課題一覧
(1) 映画『ディア・エヴァン・ハンセン』についての文章によると、コナーに持ち去られた手紙はエヴァンがどのような経緯で書いたものですか。
(2) 映画『ディア・エヴァン・ハンセン』についての文章を、最後の文の後から書き足してください。

提示文
+++
マイナンバーの読み取り機が置いてあったので、マイナンバーが保険証として使えるのか確認したところ、まだ完璧ではないので保険証も持ってきてもらっているとのことであった。
検査を終えて梅田に出て映画館巡りを行い、12:30からの「ディア・エヴァン・ハンセン」を見た。

「ディア・エヴァン・ハンセン」

監督 スティーヴン・チョボスキー
出演 ベン・プラット
   ケイトリン・デヴァー
   ジュリアン・ムーア
   エイミー・アダムス
   アマンドラ・ステンバーグ
   ニック・ドダーニ
   コルトン・ライアン
   ダニー・ピノ

ストーリー
母と2人暮らしの高校生エヴァン・ハンセンは、家族にも心を開けず学校にも友だちのいない孤独な日々を送っていた。
彼は秘かにゾーイに思いを寄せていたが話しかけることもできない。
ある日、セラピーの一環で自分あてに書いた手紙を、ゾーイの兄で同級生のコナーに持ち去られてしまう。
持ち去られた手紙には誰にも知られたくないエバンの「心の声」が書かれていた。
後日、校長に呼び出されたエヴァンは、コナーが自殺したことを知らされる。
コナーがエヴァンから奪った手紙を見た悲しみに暮れる両親はコナーとエヴァンが親友だったと思い込む。
彼らを悲しませたくない一心で、ありもしないコナーとの思い出を話して聞かせるエヴァンだった。
やがて思いやりからついた嘘はコナーの両親と周囲の人たちの心を打ち、勇気を与え、SNSを通じて世界中に広がっていく。
思いもかけずに人気者となったエヴァンは戸惑いながらも充実した学校生活を送るようになるが、思いやりでついた嘘は彼の人生を大きく動かし、事態は思いもしない方向へと動いていく。

寸評
思いやりからついた嘘が思いもかけずに亡くなった同級生の両親と周囲の人たちを勇気づけ、心を打っていくという展開に引き込まれるが、ミュージカル映画として唄われる歌に唐突感がないのが一番いい点だ。
はでなダンスシーンなどないが歌の中身はセリフそのものなので歌われるシーンに違和感がない。
エヴァンは人とうまく付き合えないでカウンセリングを受けているのだが、歌うことによって思ったことがメロディに乗ってあふれ出すのだ。
+++
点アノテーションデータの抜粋

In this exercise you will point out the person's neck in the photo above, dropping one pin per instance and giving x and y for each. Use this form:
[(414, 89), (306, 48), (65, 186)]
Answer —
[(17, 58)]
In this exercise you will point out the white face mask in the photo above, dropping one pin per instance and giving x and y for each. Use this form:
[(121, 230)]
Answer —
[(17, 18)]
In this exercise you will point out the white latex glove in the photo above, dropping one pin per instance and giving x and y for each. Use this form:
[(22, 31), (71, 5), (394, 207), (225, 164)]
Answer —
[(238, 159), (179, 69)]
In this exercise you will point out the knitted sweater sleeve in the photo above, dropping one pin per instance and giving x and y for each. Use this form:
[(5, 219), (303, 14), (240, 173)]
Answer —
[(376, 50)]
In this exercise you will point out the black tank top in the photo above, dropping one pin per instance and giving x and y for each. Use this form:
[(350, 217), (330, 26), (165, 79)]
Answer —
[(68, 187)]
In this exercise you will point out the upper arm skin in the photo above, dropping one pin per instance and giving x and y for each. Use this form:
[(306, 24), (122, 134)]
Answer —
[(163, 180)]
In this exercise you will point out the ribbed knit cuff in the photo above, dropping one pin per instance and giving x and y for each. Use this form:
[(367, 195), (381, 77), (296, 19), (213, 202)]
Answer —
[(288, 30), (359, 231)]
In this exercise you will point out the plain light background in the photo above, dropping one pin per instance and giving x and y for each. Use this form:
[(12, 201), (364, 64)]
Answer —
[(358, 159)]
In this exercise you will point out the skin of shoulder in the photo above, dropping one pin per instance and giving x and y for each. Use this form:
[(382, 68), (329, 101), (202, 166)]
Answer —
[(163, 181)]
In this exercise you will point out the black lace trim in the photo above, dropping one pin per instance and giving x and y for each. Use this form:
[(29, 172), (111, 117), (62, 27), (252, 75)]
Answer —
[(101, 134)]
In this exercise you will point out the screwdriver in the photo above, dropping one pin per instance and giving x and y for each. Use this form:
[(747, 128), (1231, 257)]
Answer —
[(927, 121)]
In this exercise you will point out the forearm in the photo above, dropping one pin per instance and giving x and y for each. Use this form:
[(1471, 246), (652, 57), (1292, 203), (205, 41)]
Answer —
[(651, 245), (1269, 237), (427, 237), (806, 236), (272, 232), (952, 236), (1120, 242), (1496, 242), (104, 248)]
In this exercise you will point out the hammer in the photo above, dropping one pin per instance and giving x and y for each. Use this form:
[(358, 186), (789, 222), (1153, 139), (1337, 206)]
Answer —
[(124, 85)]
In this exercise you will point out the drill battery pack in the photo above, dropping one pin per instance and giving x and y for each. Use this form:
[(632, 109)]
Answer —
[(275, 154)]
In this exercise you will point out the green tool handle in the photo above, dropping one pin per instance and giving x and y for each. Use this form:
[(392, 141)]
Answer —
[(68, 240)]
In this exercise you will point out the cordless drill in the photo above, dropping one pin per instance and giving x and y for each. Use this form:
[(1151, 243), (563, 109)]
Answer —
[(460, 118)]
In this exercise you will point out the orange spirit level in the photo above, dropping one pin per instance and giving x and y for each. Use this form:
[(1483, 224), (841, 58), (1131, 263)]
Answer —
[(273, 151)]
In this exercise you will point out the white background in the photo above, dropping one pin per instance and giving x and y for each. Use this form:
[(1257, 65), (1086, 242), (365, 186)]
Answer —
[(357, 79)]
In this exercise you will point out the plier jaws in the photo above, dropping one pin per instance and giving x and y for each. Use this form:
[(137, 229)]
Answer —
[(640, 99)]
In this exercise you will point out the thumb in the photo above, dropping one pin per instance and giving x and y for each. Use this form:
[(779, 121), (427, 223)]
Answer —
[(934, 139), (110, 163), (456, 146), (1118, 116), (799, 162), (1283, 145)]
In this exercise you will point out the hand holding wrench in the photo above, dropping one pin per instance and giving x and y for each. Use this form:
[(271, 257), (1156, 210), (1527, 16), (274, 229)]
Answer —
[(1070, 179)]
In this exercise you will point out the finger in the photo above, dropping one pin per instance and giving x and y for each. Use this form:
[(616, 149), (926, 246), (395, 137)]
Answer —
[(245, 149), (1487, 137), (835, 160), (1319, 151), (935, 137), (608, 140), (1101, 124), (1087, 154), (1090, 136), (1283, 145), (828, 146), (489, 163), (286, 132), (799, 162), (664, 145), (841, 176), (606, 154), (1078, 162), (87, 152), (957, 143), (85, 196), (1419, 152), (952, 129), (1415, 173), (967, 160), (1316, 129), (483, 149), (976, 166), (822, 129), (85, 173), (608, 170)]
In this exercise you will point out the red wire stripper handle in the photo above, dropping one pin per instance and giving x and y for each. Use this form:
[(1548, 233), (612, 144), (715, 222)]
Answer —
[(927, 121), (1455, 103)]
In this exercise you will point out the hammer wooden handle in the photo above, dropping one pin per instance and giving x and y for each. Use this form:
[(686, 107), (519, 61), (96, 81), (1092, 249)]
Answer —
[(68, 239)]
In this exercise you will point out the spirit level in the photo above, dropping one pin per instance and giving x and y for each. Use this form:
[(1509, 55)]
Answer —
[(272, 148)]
+++
想定解答
(1) セラピーの一環として、エヴァンが自分あてに書いた手紙です。

(2)
ゾーイは兄のコナーから迷惑ばかりかけられていて兄妹仲は良くなかったようだが、エヴァンによって実は兄は妹のことを気にかけていたのだと教えられる。
しかしそれはエヴァンが憧れのゾーイをずっと見守って来たから気付いたことで、青春の恋が伝わってくる。
嘘が嘘を呼び、彼の作り出す架空の話は成長を遂げていくのだが、エヴァンの妄想は彼自身が憧れていたことで、嘘を本当のことと信じたかったのは彼自身だったのだ。
SNSを通じて情報があっという間に広がる良さと悪さが同時に描かれていて考えさせられる。
孤独に悩む人を勇気づけ、クラウドファンディングに賛同する人たちから善意の寄付も集めることができる。
遺書がネット上で公開されたことで、今度が家族へのバッシングが巻き上がり、一度火のついた攻撃は止めようがなくなる。
ミュージカル映画が持っているキラキラ感やワクワク感もないし、ハッピーエンドで終わっているわけでもないが、心に沁み込んでくるものがあるミュージカル映画である。
それは社会に適応でない人や、SNS上でしか人と繋がれない孤独な人たちの存在が身近にいるからだろう。
エヴァンは自らが犯した間違いによって苦い経験をいたが、しかし社会に一歩踏み出すことはできたと思う。
嘘が分かった時にゾーイの両親がお互いをけなし合うし、エヴァンの母親も息子と意思の疎通ができていた言えない。
取り繕いが関係を丸く収めていることのあり、その事を描き込んでも良かったかもしれない。
それにしてもアメリカのミュージカル映画における底の深さに驚かされる作品であった。